→ Schriftelijke opdracht
Herschaal de onderstaande gegevens vanaf de regel met "Could you please spot the ceiling fan blade" tot en met het einde ervan: geef al deze regels opnieuw weer, de verzoeken inbegrepen. Vermenigvuldig daarbij elke coördinaat in de antwoorden met 1,4 en rond af op hele getallen, waarbij halven naar boven worden afgerond.

→ Getoonde gegevens
____

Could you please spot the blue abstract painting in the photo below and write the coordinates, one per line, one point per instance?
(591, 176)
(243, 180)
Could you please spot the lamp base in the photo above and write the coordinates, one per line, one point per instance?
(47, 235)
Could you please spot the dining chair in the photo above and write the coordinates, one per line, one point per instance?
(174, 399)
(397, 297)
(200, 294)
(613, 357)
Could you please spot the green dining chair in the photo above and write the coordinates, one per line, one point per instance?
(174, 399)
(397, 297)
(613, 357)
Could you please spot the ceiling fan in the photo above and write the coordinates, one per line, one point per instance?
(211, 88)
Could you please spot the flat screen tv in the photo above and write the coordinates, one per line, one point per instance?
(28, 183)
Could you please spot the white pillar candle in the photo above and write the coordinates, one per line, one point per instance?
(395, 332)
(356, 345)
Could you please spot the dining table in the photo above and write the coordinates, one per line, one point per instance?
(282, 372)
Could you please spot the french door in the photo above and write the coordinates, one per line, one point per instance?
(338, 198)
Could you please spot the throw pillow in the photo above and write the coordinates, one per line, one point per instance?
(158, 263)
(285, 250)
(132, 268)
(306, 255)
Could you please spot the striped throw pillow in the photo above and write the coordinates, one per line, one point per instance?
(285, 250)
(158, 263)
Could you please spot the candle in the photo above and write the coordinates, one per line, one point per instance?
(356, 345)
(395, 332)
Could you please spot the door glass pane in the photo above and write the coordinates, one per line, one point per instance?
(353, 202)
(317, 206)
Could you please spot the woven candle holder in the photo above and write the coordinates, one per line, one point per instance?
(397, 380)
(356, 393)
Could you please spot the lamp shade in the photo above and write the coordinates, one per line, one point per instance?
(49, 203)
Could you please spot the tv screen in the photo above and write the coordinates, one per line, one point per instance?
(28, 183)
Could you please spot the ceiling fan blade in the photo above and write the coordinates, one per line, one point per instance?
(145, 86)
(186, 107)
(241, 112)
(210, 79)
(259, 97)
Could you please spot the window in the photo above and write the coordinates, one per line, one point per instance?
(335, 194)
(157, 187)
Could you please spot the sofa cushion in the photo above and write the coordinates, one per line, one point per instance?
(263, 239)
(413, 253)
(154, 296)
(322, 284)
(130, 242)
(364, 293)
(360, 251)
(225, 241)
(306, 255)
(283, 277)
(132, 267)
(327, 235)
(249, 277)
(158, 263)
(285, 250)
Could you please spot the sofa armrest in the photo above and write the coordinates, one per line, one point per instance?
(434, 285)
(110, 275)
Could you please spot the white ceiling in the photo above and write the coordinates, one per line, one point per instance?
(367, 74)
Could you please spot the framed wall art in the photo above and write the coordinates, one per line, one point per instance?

____

→ Juist antwoord
Could you please spot the ceiling fan blade in the photo above and write the coordinates, one per line, one point per instance?
(203, 120)
(260, 150)
(337, 157)
(294, 111)
(363, 136)
Could you please spot the window in the photo above and write the coordinates, one per line, one point per instance?
(469, 272)
(220, 262)
Could you please spot the sofa cushion in the photo above and write the coordinates, one per line, one point per instance?
(368, 335)
(578, 354)
(216, 414)
(451, 398)
(182, 339)
(510, 410)
(504, 351)
(315, 337)
(428, 357)
(396, 388)
(185, 374)
(458, 329)
(349, 388)
(221, 368)
(399, 350)
Could you please spot the sofa armrest in the photo above and write the coordinates, one per line, one point per instance?
(608, 399)
(154, 385)
Could you please spot the white ceiling in the photo above and write the coordinates, one per line, one point per instance?
(514, 104)
Could you please spot the framed wall art in the photo above and write the coordinates, one per line, one point per instance?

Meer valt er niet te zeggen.